[Given request] Starting with the line that contains "Outline every instance of the black bracelet.", return every line through the end of the listing below exactly as written. Omit the pictures.

[Records from a data source]
--

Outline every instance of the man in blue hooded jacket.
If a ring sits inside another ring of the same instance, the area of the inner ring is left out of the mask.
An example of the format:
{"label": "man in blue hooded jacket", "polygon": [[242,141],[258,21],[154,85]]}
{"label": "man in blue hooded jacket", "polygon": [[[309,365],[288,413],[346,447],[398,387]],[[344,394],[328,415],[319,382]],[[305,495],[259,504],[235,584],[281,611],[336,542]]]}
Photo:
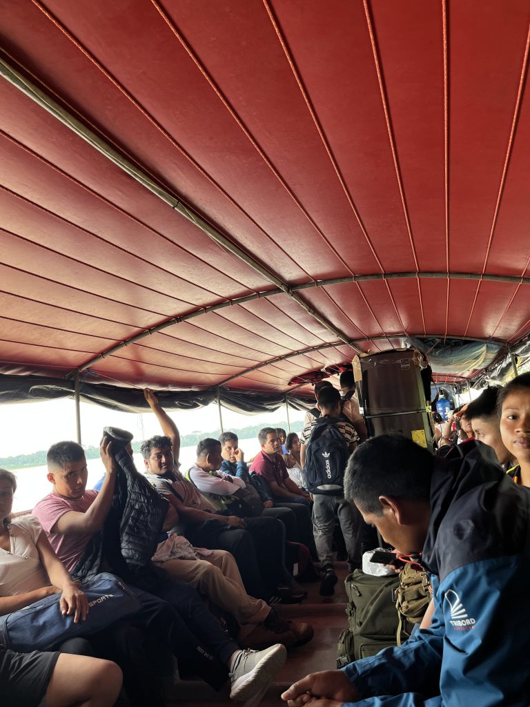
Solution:
{"label": "man in blue hooded jacket", "polygon": [[435,460],[383,435],[352,455],[345,495],[431,574],[431,626],[399,648],[313,673],[289,707],[526,707],[530,704],[530,494],[479,442]]}

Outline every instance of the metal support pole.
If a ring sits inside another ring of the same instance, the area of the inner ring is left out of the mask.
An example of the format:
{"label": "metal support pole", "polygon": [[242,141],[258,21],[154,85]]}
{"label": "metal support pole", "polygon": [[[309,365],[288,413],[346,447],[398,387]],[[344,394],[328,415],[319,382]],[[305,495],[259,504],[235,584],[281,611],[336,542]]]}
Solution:
{"label": "metal support pole", "polygon": [[466,381],[466,385],[467,385],[467,394],[469,396],[469,402],[471,402],[471,389],[469,387],[469,381]]}
{"label": "metal support pole", "polygon": [[519,375],[517,371],[517,359],[515,357],[515,354],[512,353],[511,349],[508,349],[508,351],[510,351],[510,358],[512,361],[512,368],[514,369],[514,375],[517,377]]}
{"label": "metal support pole", "polygon": [[290,432],[290,420],[289,419],[289,403],[287,402],[287,395],[285,395],[285,411],[287,412],[287,430],[288,432]]}
{"label": "metal support pole", "polygon": [[225,431],[223,429],[223,414],[220,409],[220,395],[219,394],[219,389],[217,389],[217,409],[219,411],[219,427],[220,428],[221,434]]}
{"label": "metal support pole", "polygon": [[79,388],[80,388],[80,380],[79,380],[79,371],[76,371],[76,375],[73,379],[74,387],[74,399],[76,402],[76,433],[77,434],[77,443],[81,443],[81,407],[79,405]]}

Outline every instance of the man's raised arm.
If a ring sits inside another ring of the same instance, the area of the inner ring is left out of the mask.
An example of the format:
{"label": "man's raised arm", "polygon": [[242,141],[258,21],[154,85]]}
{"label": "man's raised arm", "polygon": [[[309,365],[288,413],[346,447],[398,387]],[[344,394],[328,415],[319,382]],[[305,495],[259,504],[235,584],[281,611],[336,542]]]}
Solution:
{"label": "man's raised arm", "polygon": [[173,457],[175,462],[178,462],[180,453],[180,433],[177,425],[158,402],[158,398],[151,388],[144,388],[143,395],[146,400],[149,403],[149,407],[156,415],[156,419],[162,428],[162,432],[171,440],[173,445]]}

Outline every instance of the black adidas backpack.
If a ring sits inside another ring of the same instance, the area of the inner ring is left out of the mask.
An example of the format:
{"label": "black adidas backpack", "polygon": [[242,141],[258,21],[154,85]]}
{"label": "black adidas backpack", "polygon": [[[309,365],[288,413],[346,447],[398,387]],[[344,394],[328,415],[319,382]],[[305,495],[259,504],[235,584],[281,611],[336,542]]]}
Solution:
{"label": "black adidas backpack", "polygon": [[312,493],[343,493],[344,470],[350,451],[334,417],[321,417],[311,431],[305,452],[307,488]]}

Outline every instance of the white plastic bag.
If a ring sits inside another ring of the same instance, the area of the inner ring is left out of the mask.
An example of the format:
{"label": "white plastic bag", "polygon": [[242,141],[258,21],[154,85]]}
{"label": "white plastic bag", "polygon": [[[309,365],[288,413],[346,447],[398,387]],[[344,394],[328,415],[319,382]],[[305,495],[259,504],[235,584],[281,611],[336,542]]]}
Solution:
{"label": "white plastic bag", "polygon": [[394,568],[390,565],[382,565],[379,562],[370,562],[372,556],[377,551],[388,552],[388,548],[376,547],[373,550],[368,550],[363,555],[363,571],[365,574],[371,574],[374,577],[388,577],[389,575],[395,574]]}

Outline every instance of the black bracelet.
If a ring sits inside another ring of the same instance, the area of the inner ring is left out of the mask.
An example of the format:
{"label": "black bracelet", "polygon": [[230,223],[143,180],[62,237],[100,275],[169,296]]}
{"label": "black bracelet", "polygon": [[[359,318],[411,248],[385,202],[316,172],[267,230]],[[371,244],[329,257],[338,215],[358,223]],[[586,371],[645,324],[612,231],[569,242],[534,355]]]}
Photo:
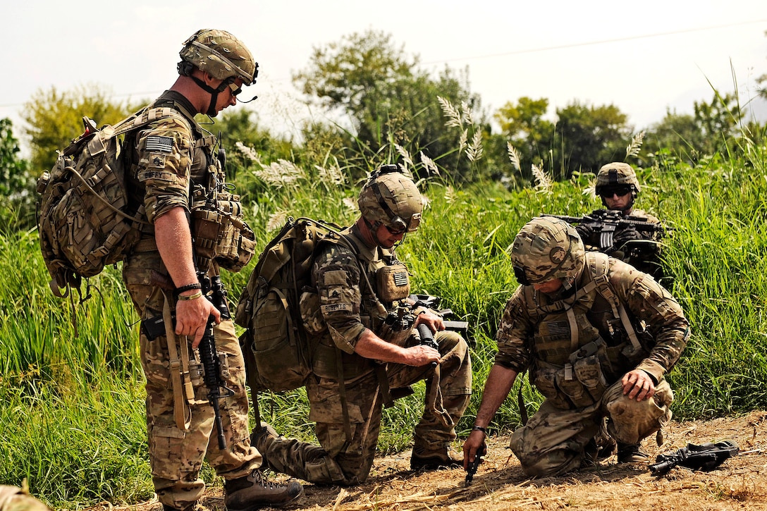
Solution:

--

[Output below]
Outline every instance of the black bracelet.
If a ring sits inside another ring of the same instance, the area of the inner ring is left out of the mask.
An example of the format:
{"label": "black bracelet", "polygon": [[230,223],[143,180],[62,237],[100,275],[169,296]]}
{"label": "black bracelet", "polygon": [[[359,318],[411,248],[385,202],[316,172],[267,230]],[[371,244],[329,257],[338,215],[358,223]],[[586,371],[645,324],[612,231],[569,242],[534,355]]]}
Photo:
Solution:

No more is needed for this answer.